Quel que soit l’appareil, la question du risque infectieux demeure. Annie Miserole, Ibode au CH de Dunkerque, a étudié la question et estime que des protocoles de désinfection sur ces appareils devraient être mis en place, non pour permettre d’introduire des téléphones « plus propres » au bloc, mais pour garantir au mieux le respect des règles d’hygiène et de stérilité.

1- Anses. Compatibilité électromagnétique des dispositifs médicaux exposés à des sources radiofréquences. Avril 2016 (bit.ly/2i9sxVD).

LES BONNES PRATIQUES

→ Éteindre les téléphones portables dans les lieux comportant des dispositifs électromédicaux à fonction critique ou servant au maintien de la vie : soins intensifs, blocs opératoires, néonatalogie, services d’urgence, etc.

→ Ne pas utiliser son téléphone à proximité du lit d’un patient connecté à un dispositif médical.

→ Au bloc opératoire, limiter l’usage du téléphone au portable professionnel de type DECT (Digital Enhanced Cordless Telephone) pour les chirurgiens et interdire tous les appareils personnels pour le reste des soignants.

→ Après avoir utilisé un téléphone, se laver les mains ou utiliser une solution hydroalcoolique.

→ Mettre en place un protocole de désinfection des téléphones portables.

Des soignants connectés

→ En juin 2013, une enquête a été réalisée au CH de Dunkerque pour évaluer le nombre de soignants qui avaient leur téléphone portable au bloc opératoire. 72 % des 32 soignants (6 chirurgiens, 3 anesthésistes, 8 IDE, 8 Ibode et 7 Iade) avaient ce jour-là leur portable personnel et/ou professionnel : 5 chirurgiens, 3 anesthésistes, 6 IDE, 3 Ibode et 5 Iade. « Les risques liés à l’usage du téléphone portable sont bien réels, insiste Annie Miserole, Ibode à l’origine de l’étude. Notamment le risque infectieux : des prélèvements réalisés sur 18 téléphones des soignants du bloc se sont tous révélés positifs, dont 12 en seuil “alerte” avec un taux de bactérie supérieur à 50UFC (unité formant colonie). Le risque d’erreur est aussi élevé, car les soignants sont perturbés par les sonneries. Le code de déontologie infirmier stipule que l’IDE doit respecter et faire respecter les règles d’hygiène. L’Ibode doit donc se positionner au bloc. Si l’étude montre qu’elle est minoritaire dans le port du téléphone, elle a tendance à fuir ses responsabilités, estimant que c’est au cadre de régler cette question. Or, son rôle est bien de bousculer les habitudes et de faire respecter les règles, et ce, malgré les contraintes organisationnelles et la gestion des urgences. »

Ce que dit la loi

→ La circulaire DH/EM 1 n° 40 du 9 octobre 1995 est la seule qui s’intéresse à l’usage du téléphone portable dans les établissements de soins. Elle se contente de signaler la responsabilité des établissements en cas d’interférence réciproque entre les dispositifs médicaux et les ondes émises par les téléphones. Et leur recommande donc d’informer leur personnel, les patients et les visiteurs, à l’aide d’une signalétique à l’entrée et à l’intérieur de l’établissement, sur la nécessité d’éteindre leur téléphone afin qu’il n’émette et ne reçoive plus de signaux.
__________________________________________________
**Consignes:**
1/ D'après l'extrait de page, sur combien de téléphones de soignants du bloc des prélèvements ont-ils été réalisés ?
2/ Réécrivez le passage de l'extrait de page compris entre « Quel que soit » et « et de stérilité. », inclus, en remplaçant « protocoles de désinfection » par « procédures de nettoyage ».

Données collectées
__________________________________________________
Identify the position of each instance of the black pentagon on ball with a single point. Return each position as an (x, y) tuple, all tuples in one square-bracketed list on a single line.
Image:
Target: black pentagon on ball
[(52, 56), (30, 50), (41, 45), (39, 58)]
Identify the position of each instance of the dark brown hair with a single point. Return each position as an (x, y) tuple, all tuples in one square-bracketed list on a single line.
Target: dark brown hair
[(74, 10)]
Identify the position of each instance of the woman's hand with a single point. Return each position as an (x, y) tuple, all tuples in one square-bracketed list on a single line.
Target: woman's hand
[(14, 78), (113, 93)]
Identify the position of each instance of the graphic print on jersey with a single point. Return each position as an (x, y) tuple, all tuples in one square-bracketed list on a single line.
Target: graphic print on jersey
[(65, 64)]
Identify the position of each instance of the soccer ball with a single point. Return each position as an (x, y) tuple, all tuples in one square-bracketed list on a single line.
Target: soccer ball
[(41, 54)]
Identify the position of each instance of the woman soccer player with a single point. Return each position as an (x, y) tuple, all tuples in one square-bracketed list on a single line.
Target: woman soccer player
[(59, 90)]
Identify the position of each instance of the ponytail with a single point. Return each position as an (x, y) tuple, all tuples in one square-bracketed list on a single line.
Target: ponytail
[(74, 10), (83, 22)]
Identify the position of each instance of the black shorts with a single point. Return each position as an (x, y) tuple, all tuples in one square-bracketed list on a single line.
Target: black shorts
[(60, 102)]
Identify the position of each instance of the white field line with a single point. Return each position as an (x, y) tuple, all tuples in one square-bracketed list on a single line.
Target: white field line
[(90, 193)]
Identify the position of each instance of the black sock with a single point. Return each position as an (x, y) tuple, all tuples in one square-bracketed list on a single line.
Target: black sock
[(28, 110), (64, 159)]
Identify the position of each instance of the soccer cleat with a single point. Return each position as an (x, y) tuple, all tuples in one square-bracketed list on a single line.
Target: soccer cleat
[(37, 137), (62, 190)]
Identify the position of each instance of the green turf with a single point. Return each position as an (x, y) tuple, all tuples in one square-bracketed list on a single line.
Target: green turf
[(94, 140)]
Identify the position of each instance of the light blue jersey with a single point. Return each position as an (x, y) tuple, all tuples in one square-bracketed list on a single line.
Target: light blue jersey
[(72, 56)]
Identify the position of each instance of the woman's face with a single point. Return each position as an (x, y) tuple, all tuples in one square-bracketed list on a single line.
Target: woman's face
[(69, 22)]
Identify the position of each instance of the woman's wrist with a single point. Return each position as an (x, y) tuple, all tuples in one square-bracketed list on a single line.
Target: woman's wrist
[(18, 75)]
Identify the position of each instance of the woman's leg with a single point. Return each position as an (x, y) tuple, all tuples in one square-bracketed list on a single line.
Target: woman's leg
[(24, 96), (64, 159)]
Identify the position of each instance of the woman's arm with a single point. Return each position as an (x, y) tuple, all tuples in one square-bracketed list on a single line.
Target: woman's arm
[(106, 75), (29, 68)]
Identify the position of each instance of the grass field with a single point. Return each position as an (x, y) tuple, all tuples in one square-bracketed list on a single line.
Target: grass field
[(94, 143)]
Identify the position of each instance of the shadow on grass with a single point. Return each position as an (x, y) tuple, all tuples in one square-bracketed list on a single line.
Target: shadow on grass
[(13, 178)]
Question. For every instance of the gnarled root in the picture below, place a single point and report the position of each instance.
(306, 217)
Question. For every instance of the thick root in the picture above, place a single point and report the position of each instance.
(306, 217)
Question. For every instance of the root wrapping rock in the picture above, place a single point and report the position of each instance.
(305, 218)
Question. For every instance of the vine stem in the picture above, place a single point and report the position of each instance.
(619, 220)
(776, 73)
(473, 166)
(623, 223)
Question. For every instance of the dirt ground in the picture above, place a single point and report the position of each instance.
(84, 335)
__________________________________________________
**Réponses par consigne:**
1/ Sur 18 téléphones.

2/
Quel que soit l’appareil, la question du risque infectieux demeure. Annie Miserole, Ibode au CH de Dunkerque, a étudié la question et estime que des procédures de nettoyage sur ces appareils devraient être mis en place, non pour permettre d’introduire des téléphones « plus propres » au bloc, mais pour garantir au mieux le respect des règles d’hygiène et de stérilité.